[Begin]

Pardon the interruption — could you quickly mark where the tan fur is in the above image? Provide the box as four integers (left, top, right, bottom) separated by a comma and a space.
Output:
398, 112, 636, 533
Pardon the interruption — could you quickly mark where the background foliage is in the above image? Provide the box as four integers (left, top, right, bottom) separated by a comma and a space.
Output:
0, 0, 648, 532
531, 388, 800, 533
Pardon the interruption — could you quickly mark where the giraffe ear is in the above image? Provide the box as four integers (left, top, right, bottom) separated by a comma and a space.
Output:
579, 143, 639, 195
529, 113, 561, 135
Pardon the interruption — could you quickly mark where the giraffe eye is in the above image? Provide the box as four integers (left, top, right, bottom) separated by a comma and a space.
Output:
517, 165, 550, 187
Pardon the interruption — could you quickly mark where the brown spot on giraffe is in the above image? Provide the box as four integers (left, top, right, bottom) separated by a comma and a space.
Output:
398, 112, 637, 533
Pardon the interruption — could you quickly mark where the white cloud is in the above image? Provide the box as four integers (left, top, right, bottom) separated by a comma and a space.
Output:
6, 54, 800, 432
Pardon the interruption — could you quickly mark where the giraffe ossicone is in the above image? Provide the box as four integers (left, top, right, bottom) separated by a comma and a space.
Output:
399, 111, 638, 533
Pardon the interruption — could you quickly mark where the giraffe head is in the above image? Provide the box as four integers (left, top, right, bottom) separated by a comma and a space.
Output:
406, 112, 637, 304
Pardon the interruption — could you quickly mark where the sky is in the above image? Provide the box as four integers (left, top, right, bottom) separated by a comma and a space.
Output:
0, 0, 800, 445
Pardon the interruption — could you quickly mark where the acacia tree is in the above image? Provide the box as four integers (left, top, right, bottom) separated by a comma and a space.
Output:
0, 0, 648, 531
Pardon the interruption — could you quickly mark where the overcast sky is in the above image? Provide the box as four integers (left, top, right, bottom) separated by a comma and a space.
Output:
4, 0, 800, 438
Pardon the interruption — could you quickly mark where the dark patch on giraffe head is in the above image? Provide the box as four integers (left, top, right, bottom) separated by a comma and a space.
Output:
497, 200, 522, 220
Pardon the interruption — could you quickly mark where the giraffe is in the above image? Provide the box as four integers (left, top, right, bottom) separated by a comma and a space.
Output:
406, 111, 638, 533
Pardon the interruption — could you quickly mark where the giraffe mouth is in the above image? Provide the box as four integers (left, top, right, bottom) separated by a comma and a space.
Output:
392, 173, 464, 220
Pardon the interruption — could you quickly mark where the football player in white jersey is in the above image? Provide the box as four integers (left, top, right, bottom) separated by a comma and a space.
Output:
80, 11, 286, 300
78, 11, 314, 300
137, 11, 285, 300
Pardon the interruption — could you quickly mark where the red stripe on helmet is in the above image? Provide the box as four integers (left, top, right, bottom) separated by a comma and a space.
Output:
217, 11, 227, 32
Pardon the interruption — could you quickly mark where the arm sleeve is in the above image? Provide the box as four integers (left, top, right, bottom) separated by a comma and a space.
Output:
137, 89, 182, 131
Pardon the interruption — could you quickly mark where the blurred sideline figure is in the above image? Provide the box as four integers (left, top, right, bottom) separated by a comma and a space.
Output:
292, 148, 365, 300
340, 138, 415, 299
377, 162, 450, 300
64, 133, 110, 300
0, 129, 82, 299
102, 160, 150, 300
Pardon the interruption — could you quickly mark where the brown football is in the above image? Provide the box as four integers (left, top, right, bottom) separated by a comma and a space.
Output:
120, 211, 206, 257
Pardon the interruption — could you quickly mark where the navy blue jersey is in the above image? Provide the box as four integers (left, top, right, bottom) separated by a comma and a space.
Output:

[End]

Task directions >>
Please copy the records from the line containing "where the football" down to the line containing "137, 11, 285, 300", substituting "dark jersey" for "white jersey" and changing nothing else. Give only those lines.

Written solution >>
Pardon the interruption — could you quickly mark where the football player in dark jersey is in the above image? Provide the box as four integers (left, top, right, bottom) separated by a comma and a space.
Output:
80, 11, 286, 300
78, 11, 314, 300
137, 11, 285, 300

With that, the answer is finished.